### Stated exercise
Your job is to restate each entry word for word.

——————

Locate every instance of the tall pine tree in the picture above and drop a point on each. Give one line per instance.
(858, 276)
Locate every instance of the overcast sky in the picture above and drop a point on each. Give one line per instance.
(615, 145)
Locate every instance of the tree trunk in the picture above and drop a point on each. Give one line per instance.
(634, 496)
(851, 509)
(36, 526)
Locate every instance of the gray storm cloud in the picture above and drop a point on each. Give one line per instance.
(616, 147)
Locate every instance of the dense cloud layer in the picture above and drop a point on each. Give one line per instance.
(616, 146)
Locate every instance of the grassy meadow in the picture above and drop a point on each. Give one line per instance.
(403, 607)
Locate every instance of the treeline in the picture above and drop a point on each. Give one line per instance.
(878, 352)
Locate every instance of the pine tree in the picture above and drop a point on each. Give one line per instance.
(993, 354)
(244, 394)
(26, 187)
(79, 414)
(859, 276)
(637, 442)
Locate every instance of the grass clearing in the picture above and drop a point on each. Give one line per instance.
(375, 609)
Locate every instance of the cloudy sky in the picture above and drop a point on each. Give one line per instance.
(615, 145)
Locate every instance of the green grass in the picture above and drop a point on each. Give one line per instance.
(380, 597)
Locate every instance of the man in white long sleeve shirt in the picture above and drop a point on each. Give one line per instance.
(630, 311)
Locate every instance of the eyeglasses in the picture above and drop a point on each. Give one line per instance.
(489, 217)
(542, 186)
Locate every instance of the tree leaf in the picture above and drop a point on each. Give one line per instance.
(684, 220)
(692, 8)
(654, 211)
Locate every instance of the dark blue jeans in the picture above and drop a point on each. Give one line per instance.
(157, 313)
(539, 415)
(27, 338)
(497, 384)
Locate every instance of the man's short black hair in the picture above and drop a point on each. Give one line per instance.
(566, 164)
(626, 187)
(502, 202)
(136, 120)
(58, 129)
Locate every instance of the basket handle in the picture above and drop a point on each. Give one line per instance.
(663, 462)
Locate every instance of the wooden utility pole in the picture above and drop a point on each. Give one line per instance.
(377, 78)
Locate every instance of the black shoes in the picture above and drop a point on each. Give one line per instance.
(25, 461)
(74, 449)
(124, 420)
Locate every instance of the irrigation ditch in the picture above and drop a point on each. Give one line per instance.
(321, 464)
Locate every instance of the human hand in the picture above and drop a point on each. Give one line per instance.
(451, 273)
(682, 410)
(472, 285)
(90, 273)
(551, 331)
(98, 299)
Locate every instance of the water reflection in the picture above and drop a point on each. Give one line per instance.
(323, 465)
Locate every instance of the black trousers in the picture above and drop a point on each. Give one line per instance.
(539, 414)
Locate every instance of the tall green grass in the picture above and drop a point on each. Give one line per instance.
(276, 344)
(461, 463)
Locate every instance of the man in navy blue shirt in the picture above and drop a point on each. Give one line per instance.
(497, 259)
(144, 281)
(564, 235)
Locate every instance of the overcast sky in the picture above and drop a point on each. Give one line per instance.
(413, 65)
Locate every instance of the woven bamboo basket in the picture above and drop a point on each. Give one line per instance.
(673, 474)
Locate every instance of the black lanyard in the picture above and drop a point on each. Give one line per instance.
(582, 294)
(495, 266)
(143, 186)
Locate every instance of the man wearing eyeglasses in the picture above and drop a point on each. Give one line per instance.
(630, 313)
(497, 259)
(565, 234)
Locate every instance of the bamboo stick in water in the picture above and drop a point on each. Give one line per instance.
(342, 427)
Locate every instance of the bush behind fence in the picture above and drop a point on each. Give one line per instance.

——————

### Task result
Locate every instance of the tall pine tree in the picture above and drop a point on each. Give one line per instance.
(858, 276)
Locate every instance of the overcast sky in the picture above and drop a point on each. Give one line per instance.
(615, 145)
Locate every instance of the tree trunk in the picture above and drop a point on each. Give one line per instance.
(634, 496)
(851, 509)
(36, 526)
Locate every instance of the gray storm cloud in the picture above and drop a point on each. Give one line per instance.
(616, 147)
Locate every instance of the dense cloud layer in the picture above and drop a point on each. Give one line per instance.
(616, 146)
Locate every instance of the grassy meadow in the picture above and drop a point on each. Give one line per instance.
(403, 607)
Locate every instance of the treeline in the picture above and drop a point on each. Give one line per instance.
(878, 352)
Locate every instance of the pine tree in the picture above and drop a point on each. Give one line per instance.
(993, 354)
(244, 394)
(26, 187)
(79, 414)
(859, 276)
(637, 442)
Locate every instance of the grass clearing in the picture above and drop a point on each. Give one line per instance.
(375, 609)
Locate every instance of the cloudy sky in the picture above and drop a point on each. Give one line per instance.
(615, 145)
Locate every instance of the green grass in the picture above and drop a point on each. Give one line per instance.
(380, 597)
Locate every instance of the man in white long sleeve shirt in the picture above and drop a point on each. Give one line per instance.
(630, 311)
Locate every instance of the eyeglasses in the picture above and drop a point on each. Give one line per instance.
(489, 217)
(542, 186)
Locate every instance of the tree leaf in the picture above and drop a point on each. Give one line per instance.
(684, 220)
(692, 8)
(654, 211)
Locate every instance of the dark blue jeans in the picture above and drop a point on each. Give one line per instance.
(157, 313)
(539, 415)
(27, 338)
(497, 384)
Locate every instance of the man's short black hair in the picture above and drop a point on each. Give one line per instance.
(566, 164)
(626, 187)
(502, 202)
(136, 120)
(58, 129)
Locate every instance of the basket handle in the picture above and drop a point on each. Give one line per instance.
(663, 462)
Locate every instance of the wooden utility pole in the picture above and drop a point on each. Give one line per instance.
(377, 78)
Locate every instance of the black shoes in the picture above and drop a point on each. Give one line per instance.
(25, 461)
(74, 449)
(124, 420)
Locate every instance of the irrigation ditch in the picture above and drop a point on each. Give one line per instance.
(321, 464)
Locate every instance of the human hand in the picture above and drop a point on each. Give one line per instance.
(451, 273)
(682, 410)
(472, 285)
(90, 273)
(551, 331)
(98, 299)
Locate every instance of the water reflection in the picture above and drop a point on each. Give one line per instance.
(323, 465)
Locate every instance of the black trousers in the picture above and drop a point on each. Give one line per instance.
(539, 414)
Locate every instance of the tall green grass in the picture above and drop a point on each. Give one line per instance.
(276, 344)
(461, 463)
Locate every instance of the man in navy blue shirt in the picture above and drop a point on each. Give one line per instance.
(497, 259)
(144, 281)
(564, 235)
Locate every instance of the overcast sky in the picture above and drop a point on each. Give one line per instance.
(413, 65)
Locate every instance of the woven bamboo basket in the picture above and drop a point on each. Give one line per instance.
(673, 474)
Locate every instance of the black lanyard in the picture above and drop a point on each. Give one line per instance.
(582, 294)
(495, 266)
(143, 186)
Locate every instance of the man wearing eyeglasses in the picture above and drop a point on each. Give one line per instance.
(630, 313)
(497, 259)
(565, 234)
Locate every instance of the bamboo stick in water in the picture above and drop a point on each. Give one line per instance.
(342, 427)
Locate every instance of the bush behind fence in the picture above and drop a point on each. Give one line per instance.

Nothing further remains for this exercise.